## WHAT THIS TASK INVOLVES
Among the lines below, a stretch begins at the one with "Query: seaplane" and ends at the one with "Where can you spot the aircraft tail". Repeat that stretch exactly, ends included.

::::::

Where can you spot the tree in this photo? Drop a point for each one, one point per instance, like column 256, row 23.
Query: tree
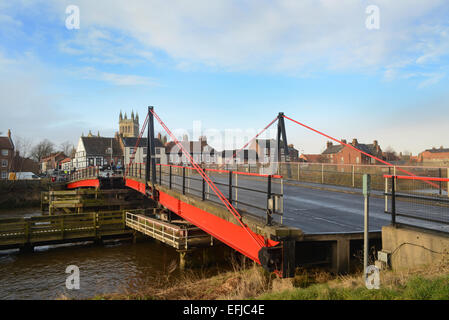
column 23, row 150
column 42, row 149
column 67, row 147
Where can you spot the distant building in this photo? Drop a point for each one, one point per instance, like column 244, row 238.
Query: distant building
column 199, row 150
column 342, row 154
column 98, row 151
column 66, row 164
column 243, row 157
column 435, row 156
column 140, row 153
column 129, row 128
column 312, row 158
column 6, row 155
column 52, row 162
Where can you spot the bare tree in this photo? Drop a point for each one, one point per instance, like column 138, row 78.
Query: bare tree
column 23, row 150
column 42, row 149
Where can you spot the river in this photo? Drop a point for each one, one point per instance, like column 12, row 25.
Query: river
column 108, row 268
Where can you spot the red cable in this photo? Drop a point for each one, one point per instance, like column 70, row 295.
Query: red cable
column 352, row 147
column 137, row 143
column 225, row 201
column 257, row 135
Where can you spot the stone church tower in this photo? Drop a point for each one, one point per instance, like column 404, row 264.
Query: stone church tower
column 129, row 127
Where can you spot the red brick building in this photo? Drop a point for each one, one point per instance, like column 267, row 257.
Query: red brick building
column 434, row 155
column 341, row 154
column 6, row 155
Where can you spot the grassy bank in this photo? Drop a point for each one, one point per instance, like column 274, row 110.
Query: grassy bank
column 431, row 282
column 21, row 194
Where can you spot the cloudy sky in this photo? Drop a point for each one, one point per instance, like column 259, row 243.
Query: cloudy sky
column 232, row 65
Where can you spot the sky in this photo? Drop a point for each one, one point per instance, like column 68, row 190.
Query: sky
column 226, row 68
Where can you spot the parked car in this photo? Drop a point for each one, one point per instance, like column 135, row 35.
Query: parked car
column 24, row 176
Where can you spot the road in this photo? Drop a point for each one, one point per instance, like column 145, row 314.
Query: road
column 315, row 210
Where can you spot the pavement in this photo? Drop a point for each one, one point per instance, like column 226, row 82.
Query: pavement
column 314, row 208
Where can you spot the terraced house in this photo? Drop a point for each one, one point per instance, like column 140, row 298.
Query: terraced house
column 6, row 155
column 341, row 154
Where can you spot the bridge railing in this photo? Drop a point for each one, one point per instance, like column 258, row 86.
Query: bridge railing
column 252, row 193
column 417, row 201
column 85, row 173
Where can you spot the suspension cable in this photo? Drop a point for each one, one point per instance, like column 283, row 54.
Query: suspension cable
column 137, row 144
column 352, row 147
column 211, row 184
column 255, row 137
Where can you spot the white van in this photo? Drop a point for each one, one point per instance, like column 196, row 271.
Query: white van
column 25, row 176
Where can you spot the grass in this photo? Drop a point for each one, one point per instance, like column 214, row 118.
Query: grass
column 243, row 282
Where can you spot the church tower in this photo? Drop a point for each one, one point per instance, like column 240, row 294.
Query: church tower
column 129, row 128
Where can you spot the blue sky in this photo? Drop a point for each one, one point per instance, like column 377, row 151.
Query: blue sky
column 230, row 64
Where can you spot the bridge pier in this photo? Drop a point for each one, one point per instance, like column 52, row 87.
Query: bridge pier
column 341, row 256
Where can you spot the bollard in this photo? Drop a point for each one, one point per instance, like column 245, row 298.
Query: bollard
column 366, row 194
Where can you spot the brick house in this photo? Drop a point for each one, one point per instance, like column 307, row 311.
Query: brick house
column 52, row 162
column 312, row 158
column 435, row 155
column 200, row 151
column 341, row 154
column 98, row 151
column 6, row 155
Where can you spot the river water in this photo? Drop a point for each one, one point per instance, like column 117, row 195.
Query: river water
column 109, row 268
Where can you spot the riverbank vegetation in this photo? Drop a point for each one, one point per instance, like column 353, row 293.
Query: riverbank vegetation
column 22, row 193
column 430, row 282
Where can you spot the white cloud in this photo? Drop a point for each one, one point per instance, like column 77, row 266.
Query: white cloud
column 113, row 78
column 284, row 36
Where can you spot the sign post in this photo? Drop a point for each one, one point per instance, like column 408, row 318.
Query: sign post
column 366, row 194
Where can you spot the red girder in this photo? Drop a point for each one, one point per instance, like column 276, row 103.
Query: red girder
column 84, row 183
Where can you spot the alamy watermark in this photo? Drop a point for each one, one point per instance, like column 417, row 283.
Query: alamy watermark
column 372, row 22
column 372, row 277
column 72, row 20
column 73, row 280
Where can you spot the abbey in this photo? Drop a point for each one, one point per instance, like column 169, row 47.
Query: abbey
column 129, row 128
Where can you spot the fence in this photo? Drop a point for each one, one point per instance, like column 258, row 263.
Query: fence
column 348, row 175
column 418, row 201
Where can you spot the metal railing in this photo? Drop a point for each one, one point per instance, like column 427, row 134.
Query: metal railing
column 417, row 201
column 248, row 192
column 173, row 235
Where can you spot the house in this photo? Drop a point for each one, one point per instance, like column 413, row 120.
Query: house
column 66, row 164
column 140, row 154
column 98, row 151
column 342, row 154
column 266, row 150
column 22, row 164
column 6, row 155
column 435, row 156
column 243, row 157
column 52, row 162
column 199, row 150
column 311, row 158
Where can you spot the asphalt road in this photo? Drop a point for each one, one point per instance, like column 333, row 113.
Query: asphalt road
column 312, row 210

::::::

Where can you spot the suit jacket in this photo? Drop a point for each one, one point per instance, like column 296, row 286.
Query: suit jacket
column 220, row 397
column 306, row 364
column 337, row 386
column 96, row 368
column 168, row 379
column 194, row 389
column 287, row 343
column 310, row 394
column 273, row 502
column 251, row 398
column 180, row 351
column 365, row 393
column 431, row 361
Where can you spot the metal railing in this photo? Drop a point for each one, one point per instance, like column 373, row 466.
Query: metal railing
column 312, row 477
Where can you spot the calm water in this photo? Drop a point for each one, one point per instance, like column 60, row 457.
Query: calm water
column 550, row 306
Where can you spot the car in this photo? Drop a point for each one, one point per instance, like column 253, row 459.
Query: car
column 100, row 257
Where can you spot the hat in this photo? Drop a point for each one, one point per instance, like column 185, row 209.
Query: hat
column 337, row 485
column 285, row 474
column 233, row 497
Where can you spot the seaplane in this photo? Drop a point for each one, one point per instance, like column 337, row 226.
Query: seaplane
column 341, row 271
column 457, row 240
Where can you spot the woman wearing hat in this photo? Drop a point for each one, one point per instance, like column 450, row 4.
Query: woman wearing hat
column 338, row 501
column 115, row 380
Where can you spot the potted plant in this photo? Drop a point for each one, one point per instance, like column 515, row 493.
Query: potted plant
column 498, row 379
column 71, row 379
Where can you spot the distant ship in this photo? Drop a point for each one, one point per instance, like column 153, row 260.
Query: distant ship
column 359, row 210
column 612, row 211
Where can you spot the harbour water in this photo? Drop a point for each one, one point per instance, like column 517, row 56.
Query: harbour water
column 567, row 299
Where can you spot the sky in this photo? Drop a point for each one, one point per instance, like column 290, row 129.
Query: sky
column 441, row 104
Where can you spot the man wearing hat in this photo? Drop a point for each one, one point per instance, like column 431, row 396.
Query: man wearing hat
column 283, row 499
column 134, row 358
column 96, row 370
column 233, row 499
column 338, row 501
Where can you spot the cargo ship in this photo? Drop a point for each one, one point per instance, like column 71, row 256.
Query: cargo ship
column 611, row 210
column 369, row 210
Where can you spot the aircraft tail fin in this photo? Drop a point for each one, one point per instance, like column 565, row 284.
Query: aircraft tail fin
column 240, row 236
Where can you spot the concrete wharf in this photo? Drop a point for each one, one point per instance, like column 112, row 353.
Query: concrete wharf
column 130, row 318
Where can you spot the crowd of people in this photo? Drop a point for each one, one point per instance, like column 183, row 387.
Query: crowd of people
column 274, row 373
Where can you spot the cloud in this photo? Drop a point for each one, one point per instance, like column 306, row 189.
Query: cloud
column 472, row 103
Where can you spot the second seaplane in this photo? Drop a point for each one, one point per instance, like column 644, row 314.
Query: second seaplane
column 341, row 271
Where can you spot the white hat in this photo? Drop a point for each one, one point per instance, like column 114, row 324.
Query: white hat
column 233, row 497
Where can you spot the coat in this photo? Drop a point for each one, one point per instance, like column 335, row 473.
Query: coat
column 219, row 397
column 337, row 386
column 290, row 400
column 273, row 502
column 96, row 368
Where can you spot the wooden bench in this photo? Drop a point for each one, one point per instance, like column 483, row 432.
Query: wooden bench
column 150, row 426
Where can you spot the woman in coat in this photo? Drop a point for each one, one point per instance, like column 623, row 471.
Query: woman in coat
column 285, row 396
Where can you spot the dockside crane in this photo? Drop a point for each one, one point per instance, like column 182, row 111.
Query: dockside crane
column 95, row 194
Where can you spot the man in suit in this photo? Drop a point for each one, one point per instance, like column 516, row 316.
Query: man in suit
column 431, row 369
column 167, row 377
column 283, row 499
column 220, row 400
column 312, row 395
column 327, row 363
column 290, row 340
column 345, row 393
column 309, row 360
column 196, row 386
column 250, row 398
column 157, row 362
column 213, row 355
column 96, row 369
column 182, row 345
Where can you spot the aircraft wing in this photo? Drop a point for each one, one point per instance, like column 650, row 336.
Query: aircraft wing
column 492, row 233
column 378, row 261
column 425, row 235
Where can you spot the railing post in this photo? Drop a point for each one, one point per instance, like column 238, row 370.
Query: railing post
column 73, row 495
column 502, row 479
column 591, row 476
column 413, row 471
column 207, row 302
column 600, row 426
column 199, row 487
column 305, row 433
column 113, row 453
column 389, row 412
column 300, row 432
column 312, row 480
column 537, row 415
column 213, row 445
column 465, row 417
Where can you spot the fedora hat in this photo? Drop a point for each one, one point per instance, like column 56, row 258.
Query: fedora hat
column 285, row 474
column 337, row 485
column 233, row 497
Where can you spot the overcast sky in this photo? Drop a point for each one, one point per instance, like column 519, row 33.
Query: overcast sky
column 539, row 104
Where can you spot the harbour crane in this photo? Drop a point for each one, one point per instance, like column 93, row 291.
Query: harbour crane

::::::

## ANSWER AREA
Query: seaplane
column 341, row 271
column 457, row 240
Where can you spot the woman wearing hat in this photo? Drop a point for each one, one point per instance, like column 450, row 4.
Query: woman wearing hat
column 338, row 501
column 115, row 380
Where can you spot the potted plant in this photo? Drop a point for each one, one point per instance, like column 515, row 493.
Query: potted plant
column 498, row 379
column 71, row 379
Where can you spot the distant ship in this photo? Drop a point for each one, one point per instance, like column 153, row 260.
Query: distant ship
column 359, row 210
column 612, row 211
Where can you spot the harbour water in this photo? Drop a point for each one, one point per instance, like column 517, row 56.
Query: harbour water
column 567, row 299
Where can you spot the sky in this photo? Drop a point for each one, one point per instance, like column 290, row 129.
Query: sky
column 441, row 104
Where can you spot the man wearing hat in this photo? Drop a point for each one, one point per instance, like column 431, row 396.
Query: man wearing hat
column 283, row 499
column 134, row 358
column 96, row 370
column 233, row 499
column 338, row 501
Where can you spot the cargo ship in this photo? Drop a point for each one, one point per instance, like column 71, row 256.
Query: cargo ship
column 611, row 210
column 369, row 210
Where can you spot the aircraft tail fin in this photo? Drop a point for each one, one point per instance, like column 565, row 284.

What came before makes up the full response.